**INSTRUCTION:**
Rewrite these lines with "innermost point" swapped for "most central point" wherever it appears. Keep everything else the same.

**PROVIDED RECORDS:**
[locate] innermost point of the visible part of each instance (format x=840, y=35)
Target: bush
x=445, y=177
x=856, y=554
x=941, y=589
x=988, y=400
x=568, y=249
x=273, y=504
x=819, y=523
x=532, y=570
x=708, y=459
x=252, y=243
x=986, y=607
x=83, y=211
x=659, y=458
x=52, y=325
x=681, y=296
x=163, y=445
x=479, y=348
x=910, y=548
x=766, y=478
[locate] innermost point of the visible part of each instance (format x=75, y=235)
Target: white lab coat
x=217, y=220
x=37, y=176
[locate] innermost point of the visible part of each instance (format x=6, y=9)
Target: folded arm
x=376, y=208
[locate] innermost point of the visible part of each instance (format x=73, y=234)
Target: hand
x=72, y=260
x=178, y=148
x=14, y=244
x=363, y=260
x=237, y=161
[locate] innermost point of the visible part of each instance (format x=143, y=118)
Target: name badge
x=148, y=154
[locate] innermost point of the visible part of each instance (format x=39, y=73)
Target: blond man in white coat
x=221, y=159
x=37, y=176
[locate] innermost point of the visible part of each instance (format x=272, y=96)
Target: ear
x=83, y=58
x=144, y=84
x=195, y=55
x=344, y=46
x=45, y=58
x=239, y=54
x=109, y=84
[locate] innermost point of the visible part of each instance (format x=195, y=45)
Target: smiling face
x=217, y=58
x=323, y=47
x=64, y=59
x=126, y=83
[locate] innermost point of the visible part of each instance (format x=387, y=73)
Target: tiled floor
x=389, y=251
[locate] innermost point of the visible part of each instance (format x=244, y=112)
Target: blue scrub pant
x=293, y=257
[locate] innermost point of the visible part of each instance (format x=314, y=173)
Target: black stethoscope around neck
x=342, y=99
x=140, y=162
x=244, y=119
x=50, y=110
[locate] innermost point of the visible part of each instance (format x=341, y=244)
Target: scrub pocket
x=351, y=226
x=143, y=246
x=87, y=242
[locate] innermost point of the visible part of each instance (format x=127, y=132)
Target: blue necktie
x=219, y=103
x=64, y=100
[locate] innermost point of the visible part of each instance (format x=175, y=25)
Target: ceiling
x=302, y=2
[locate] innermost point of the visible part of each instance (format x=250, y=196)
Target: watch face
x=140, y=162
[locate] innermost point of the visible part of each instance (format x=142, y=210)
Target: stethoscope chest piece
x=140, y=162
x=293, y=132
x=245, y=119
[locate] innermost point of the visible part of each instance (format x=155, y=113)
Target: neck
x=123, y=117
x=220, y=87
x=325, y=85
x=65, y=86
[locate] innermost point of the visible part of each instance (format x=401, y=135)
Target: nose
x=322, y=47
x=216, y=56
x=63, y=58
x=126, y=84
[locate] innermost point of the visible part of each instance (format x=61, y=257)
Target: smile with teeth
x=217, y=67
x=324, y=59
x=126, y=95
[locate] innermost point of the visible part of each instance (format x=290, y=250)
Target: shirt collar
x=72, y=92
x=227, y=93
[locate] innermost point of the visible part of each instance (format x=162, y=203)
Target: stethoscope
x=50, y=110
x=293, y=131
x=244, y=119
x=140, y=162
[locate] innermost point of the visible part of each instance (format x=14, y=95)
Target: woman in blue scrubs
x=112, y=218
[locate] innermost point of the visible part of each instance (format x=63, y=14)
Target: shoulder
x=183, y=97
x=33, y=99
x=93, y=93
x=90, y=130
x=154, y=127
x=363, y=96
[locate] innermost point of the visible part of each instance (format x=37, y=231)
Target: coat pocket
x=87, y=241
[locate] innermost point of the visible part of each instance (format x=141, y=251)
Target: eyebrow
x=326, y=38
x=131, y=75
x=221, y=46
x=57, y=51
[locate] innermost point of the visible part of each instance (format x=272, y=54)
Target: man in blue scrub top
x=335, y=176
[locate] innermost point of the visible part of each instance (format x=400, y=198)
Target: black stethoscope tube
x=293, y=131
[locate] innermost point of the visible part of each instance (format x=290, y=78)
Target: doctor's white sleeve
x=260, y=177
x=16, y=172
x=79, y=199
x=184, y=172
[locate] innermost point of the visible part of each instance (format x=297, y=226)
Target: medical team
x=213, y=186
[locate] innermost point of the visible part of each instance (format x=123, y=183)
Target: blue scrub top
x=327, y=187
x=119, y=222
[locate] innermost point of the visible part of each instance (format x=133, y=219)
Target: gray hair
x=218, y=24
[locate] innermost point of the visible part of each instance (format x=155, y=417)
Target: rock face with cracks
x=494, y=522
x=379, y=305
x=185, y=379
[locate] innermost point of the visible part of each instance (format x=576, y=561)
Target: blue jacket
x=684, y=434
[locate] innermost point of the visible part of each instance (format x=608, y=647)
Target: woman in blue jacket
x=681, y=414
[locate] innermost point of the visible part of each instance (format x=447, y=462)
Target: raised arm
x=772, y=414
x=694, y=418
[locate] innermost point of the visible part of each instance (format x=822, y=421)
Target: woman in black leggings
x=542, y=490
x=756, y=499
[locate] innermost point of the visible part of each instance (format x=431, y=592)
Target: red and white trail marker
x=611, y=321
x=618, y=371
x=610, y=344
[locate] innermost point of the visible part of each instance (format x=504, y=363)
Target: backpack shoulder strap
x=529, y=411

**FINAL ANSWER:**
[locate] most central point of the visible part of each instance (format x=840, y=35)
Target: bush
x=445, y=177
x=856, y=554
x=941, y=589
x=988, y=400
x=568, y=249
x=273, y=504
x=819, y=523
x=532, y=570
x=708, y=459
x=252, y=243
x=986, y=607
x=83, y=211
x=659, y=458
x=52, y=325
x=681, y=296
x=163, y=445
x=479, y=348
x=910, y=548
x=766, y=478
[locate] most central point of the visible part of each instance (format x=75, y=235)
Target: white lab coat
x=217, y=220
x=37, y=176
[locate] most central point of the visible part of each instance (format x=6, y=9)
Target: folded arm
x=376, y=208
[locate] most central point of the visible part of each instance (format x=73, y=234)
Target: hand
x=72, y=260
x=178, y=148
x=14, y=244
x=363, y=260
x=237, y=161
[locate] most central point of the visible part of each instance (format x=143, y=118)
Target: name badge
x=148, y=154
[locate] most central point of the visible part of each instance (format x=39, y=73)
Target: blond man in white coat
x=221, y=159
x=37, y=176
[locate] most central point of the visible part of each instance (format x=272, y=96)
Target: ear
x=83, y=58
x=144, y=84
x=195, y=55
x=344, y=46
x=45, y=58
x=239, y=54
x=109, y=84
[locate] most central point of the visible part of each instance (format x=195, y=45)
Target: smiling face
x=217, y=58
x=323, y=47
x=64, y=59
x=126, y=83
[locate] most central point of the visible part of each instance (format x=387, y=73)
Target: tiled floor
x=389, y=251
[locate] most central point of the visible part of each instance (format x=244, y=112)
Target: blue scrub pant
x=293, y=257
[locate] most central point of the visible part of each instance (format x=314, y=173)
Target: black stethoscope around neck
x=342, y=99
x=140, y=162
x=244, y=119
x=50, y=110
[locate] most central point of the visible part of each instance (format x=341, y=244)
Target: scrub pocket
x=351, y=226
x=143, y=246
x=87, y=242
[locate] most central point of the visible part of each instance (format x=127, y=132)
Target: blue necktie
x=219, y=103
x=64, y=100
[locate] most central point of the visible part of each instance (format x=175, y=25)
Target: ceiling
x=302, y=2
[locate] most central point of the visible part of each instance (format x=250, y=196)
Target: watch face
x=140, y=162
[locate] most central point of the visible part of each instance (format x=142, y=210)
Target: stethoscope chest piece
x=140, y=162
x=293, y=132
x=245, y=119
[locate] most central point of the visible part of each instance (format x=155, y=113)
Target: neck
x=123, y=117
x=220, y=87
x=325, y=85
x=65, y=86
[locate] most central point of the visible part of each instance (format x=401, y=135)
Target: nose
x=322, y=47
x=216, y=56
x=63, y=58
x=126, y=84
[locate] most central point of the visible part of each instance (format x=61, y=257)
Target: smile with teeth
x=217, y=67
x=324, y=59
x=126, y=95
[locate] most central point of the visible part of each instance (format x=290, y=250)
Target: shirt collar
x=72, y=92
x=227, y=93
[locate] most central point of the visible part of each instance (format x=162, y=203)
Target: stethoscope
x=50, y=110
x=293, y=131
x=244, y=119
x=140, y=162
[locate] most central point of the visible part of each instance (format x=14, y=95)
Target: woman in blue scrubs
x=112, y=218
[locate] most central point of the visible part of each instance (format x=63, y=14)
Target: shoulder
x=183, y=97
x=33, y=99
x=93, y=93
x=90, y=130
x=154, y=127
x=363, y=96
[locate] most central point of the visible part of each instance (format x=37, y=231)
Target: coat pocket
x=87, y=241
[locate] most central point of the visible part of each instance (format x=141, y=251)
Target: eyebrow
x=326, y=38
x=131, y=75
x=221, y=46
x=57, y=51
[locate] most central point of the visible part of each instance (format x=272, y=54)
Target: man in blue scrub top
x=335, y=176
[locate] most central point of the visible part of each instance (format x=400, y=198)
Target: black stethoscope tube
x=293, y=131
[locate] most central point of the visible part of each instance (format x=290, y=78)
Target: doctor's white sleeve
x=260, y=177
x=16, y=172
x=79, y=199
x=184, y=172
[locate] most central point of the visible part of each instance (format x=297, y=226)
Target: medical team
x=213, y=186
[locate] most central point of the visible part of each instance (format x=123, y=183)
Target: blue scrub top
x=327, y=187
x=119, y=222
[locate] most central point of the visible part of each instance (format x=133, y=219)
Target: gray hair
x=218, y=24
[locate] most central point of the visible part of each instance (format x=155, y=417)
Target: rock face with cracks
x=494, y=522
x=379, y=305
x=185, y=379
[locate] most central point of the visible part of each instance (format x=576, y=561)
Target: blue jacket
x=684, y=434
[locate] most central point of the visible part of each instance (format x=608, y=647)
Target: woman in blue jacket
x=681, y=414
[locate] most central point of the visible part of each instance (format x=447, y=462)
Target: raised arm
x=772, y=414
x=694, y=418
[locate] most central point of the visible part of each instance (format x=822, y=421)
Target: woman in black leggings
x=542, y=490
x=756, y=499
[locate] most central point of the visible part of each instance (format x=431, y=592)
Target: red and white trail marker
x=611, y=321
x=618, y=371
x=610, y=344
[locate] most central point of the visible part of each instance (format x=504, y=363)
Target: backpack shoulder strap
x=529, y=411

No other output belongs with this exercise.